--- Start of Given text ---
Technical Barriers to Information Exchange

  • 5.33. Technical barriers to information exchange arise when information technology is not compatible. For example, if the word-processing software through which an inquiry regarding targets of investigation is transmitted cannot be readily used in the requested regulator’s information databases, valuable time may be lost in pursing misfeasance.

Summary of Themes

  • 5.34. The themes that arise from this discussion are the following:

    • 5.34.1. Barriers to cooperation arise both from a perception that secrecy is a valuable asset for commercial reasons and from inadequate resources, as well as to protect legitimate commercial and civil rights concerns. Education and international pressure can minimize the effect of the commercial barriers, and technical assistance can alleviate financial resource constraints. It would be wrong to ignore the legitimate reasons for legal barriers, even though there are useful steps that can be taken to lower these barriers.

    • 5.34.2. International pressure from specific countries, IFIs, and standard-setting bodies is more effective in reducing commercial or cultural opposition to information exchange if it is seen to be evenhanded between larger and smaller jurisdictions.

    • 5.34.3. Asset sharing, bilateral assistance, and twinning or mentoring arrangements can be used to overcome a scarcity of resources.

    • 5.34.4. Although all countries have some confidentiality requirements, coupled with a set of legal gateways, in some cases those gateways are hedged with too many and too burdensome prior restrictions.

    • 5.34.5. A useful model to follow, consistent with the standards issued by the standard-setting bodies, would be to establish gateways that could be used after certain factors had been taken into account but with no one factor acting as an absolute precondition.
--- End of Given text ---
--- Start of Dataset records ---
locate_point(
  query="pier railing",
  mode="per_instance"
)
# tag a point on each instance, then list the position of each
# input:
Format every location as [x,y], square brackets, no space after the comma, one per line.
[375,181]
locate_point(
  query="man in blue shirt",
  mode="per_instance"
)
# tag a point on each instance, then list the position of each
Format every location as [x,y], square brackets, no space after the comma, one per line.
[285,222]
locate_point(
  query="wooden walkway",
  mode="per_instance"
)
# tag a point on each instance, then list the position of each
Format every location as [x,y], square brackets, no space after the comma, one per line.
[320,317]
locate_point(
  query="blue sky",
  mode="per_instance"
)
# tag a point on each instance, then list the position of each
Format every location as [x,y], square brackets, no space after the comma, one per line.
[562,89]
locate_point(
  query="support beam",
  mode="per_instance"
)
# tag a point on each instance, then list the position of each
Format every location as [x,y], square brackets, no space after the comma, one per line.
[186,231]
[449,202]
--- End of Dataset records ---
§ What to work on
• A. Please repeat the passage on barriers to information exchange above, word for word, between "Summary of Themes" and "lower these barriers.", inclusive.
• B. Carry on writing the passage on barriers to information exchange, starting after its final sentence.

§ Final answers
• A.
Summary of Themes

  • 5.34. The themes that arise from this discussion are the following:

    • 5.34.1. Barriers to cooperation arise both from a perception that secrecy is a valuable asset for commercial reasons and from inadequate resources, as well as to protect legitimate commercial and civil rights concerns. Education and international pressure can minimize the effect of the commercial barriers, and technical assistance can alleviate financial resource constraints. It would be wrong to ignore the legitimate reasons for legal barriers, even though there are useful steps that can be taken to lower these barriers.

• B.
    • 5.34.6. Preferably, the judgment on the factors to be taken into account should be made by the regulator, subject to administrative or judicial review if challenged.

    • 5.34.7. There are technical barriers and inadequate transparency that can also inhibit cooperation.

    • 5.34.8. Cooperation can be unnecessarily inhibited if the perception that information cannot and will not be shared by a particular jurisdiction is not consistent with that jurisdiction—s current stance.

    • 5.34.9. MoUs can help regulators by explicitly covering the factors to be taken into account so that the judgment is easier to make in respect of any request from an MoU signatory. There would be a general presumption that a request was for a proper purpose and that the requested authority should honor it.

    • 5.34.10. Regulators must have adequate information-gathering and investigative powers.

6. Findings and Recommendations

  • 6.1. The analysis in this paper and the factual material in the appendixes lead to a number of findings:

    • 6.1.1. A regulator with enthusiasm for cooperation can achieve a significant degree of cooperation even when legal powers and gate-ways are not fully developed. There is therefore a strong case for continuing education and encouragement to achieve cooperation.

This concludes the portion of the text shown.